======== TESTO DI PARTENZA ========

Figlio rifiuta il lavoro proposto dai genitori, ha ancora diritto al mantenimento?

I figli maggiorenni non perdono automaticamente il diritto al mantenimento da parte dei genitori, poiché questo dovere genitoriale resta in vigore finché la prole non è autosufficiente economicamente. Ciò però non significa che i figli debbano essere mantenuti a vita e possano approfittare dell’aiuto della famiglia senza cercare un lavoro per provvedere da soli alle proprie esigenze.

Il mancato raggiungimento dell’indipendenza dopo il compimento dei 18 anni deve infatti essere giustificato e non colpevole. Per esempio, ha diritto al mantenimento il figlio che sta studiando o si sta formando proprio in vista di una realizzazione professionale. I figli hanno diritto a realizzare le proprie aspirazioni e trovare un’occupazione compatibile con le proprie capacità e inclinazioni, ma più aumenta l’età e più ci si aspetta che prevalga un percorso verso l’indipendenza, anche se inaspettato o non particolarmente remunerativo.

I figli che non sono autosufficienti in modo colpevole perdono il diritto al mantenimento. Ciò accade quando non cercano un lavoro, né si stanno preparando per una futura occupazione. Una situazione particolare (che instilla dubbi in molti genitori) si ha quando i genitori stessi propongono un lavoro al figlio, magari diverso dalle intenzioni del figlio o estraneo al suo percorso di studi. In particolare, ci si chiede se il figlio perda il diritto al mantenimento in caso di rifiuto, considerando la possibilità data. Ecco cosa prevede la legge.

Figlio rifiuta il lavoro proposto dai genitori: il mantenimento

Come anticipato, il figlio maggiorenne (in salute) ha diritto al mantenimento finché non raggiunge l’indipendenza economica. Deve cioè essere in grado con i propri guadagni di provvedere alle esigenze principali di vita, a mantenersi almeno potenzialmente, perché ha avviato un’attività lavorativa stabile.

È necessario, tuttavia, che il mancato raggiungimento dell’autosufficienza non derivi da una colpa del figlio o dalla sua mancanza di volontà; altrimenti, i figli potrebbero farsi mantenere dai genitori per buona parte della vita senza diventare autonomi e contribuire alla società.

Per chiarificare il dubbio di molti genitori con attività in proprio, e cioè se il rifiuto del lavoro da loro proposto comporti una perdita del diritto al mantenimento, bisogna capire cosa si intende per atteggiamento colpevole o negligente.

======== DATI ESTRATTI ========

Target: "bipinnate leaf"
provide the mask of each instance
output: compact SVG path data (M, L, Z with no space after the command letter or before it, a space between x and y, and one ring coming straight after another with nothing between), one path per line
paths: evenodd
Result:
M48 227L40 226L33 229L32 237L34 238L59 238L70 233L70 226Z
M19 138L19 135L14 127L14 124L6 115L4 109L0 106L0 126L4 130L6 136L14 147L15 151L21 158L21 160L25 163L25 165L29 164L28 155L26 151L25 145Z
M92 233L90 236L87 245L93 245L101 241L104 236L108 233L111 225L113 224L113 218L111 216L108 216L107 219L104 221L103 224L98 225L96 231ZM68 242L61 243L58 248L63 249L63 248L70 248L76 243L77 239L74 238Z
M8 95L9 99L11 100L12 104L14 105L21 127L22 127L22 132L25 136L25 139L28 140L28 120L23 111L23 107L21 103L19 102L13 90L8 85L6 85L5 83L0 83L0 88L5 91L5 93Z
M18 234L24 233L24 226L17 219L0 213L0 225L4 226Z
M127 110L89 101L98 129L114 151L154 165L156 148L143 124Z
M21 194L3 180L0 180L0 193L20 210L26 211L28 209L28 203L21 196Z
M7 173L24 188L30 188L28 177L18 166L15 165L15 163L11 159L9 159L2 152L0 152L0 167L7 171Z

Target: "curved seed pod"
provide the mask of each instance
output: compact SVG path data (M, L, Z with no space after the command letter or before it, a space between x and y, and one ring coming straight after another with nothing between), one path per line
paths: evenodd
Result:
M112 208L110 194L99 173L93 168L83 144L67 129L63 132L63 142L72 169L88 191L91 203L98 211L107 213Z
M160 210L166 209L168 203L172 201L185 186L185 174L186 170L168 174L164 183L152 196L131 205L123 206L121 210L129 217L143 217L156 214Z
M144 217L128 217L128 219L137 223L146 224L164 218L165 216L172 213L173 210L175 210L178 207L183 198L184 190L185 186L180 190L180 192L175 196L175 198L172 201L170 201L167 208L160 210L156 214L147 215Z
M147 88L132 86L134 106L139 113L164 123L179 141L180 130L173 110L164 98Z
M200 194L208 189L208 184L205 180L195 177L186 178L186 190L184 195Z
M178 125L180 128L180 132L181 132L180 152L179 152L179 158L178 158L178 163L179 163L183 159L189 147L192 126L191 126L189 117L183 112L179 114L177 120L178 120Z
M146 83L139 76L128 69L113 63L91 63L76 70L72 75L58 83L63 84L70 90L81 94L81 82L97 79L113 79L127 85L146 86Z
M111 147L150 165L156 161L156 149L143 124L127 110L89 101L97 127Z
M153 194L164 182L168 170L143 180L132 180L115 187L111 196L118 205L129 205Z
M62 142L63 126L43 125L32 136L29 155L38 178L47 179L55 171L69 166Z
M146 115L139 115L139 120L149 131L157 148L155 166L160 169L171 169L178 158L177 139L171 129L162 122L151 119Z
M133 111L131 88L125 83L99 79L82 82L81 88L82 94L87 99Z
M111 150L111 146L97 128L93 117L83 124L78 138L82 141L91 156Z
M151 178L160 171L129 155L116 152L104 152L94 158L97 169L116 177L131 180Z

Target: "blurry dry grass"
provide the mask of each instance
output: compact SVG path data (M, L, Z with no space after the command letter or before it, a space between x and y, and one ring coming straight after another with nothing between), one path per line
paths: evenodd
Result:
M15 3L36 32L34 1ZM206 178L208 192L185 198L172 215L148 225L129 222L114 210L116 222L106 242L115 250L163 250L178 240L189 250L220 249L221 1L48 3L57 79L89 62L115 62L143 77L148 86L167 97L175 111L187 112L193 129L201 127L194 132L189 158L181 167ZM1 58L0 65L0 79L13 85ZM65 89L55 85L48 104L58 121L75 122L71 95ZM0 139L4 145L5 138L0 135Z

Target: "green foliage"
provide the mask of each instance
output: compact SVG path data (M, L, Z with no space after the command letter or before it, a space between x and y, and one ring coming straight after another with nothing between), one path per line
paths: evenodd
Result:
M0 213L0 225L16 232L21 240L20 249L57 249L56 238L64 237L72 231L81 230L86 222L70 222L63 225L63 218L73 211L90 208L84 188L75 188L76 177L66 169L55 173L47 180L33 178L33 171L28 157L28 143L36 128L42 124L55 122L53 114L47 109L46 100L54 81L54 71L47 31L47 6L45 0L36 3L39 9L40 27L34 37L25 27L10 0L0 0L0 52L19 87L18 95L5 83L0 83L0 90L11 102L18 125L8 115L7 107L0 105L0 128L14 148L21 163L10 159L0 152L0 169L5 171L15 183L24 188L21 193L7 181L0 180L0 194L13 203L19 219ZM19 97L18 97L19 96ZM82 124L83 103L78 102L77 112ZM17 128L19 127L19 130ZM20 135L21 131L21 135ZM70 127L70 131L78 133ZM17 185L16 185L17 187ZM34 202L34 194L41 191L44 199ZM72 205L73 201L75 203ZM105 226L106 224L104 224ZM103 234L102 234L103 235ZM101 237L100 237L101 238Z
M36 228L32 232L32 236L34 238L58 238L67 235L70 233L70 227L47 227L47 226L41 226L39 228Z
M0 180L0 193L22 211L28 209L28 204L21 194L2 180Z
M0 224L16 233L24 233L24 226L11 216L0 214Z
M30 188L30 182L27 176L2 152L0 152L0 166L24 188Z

========

■ DETTAGLI DEL PROBLEMA ■
Nel testo sul mantenimento dei figli maggiorenni, quale esempio si fa di figlio che ha diritto al mantenimento? Per rispondere non occorre consultare i record.

■ SOLUZIONE DEL PROBLEMA ■
Il figlio che sta studiando o si sta formando in vista di una realizzazione professionale.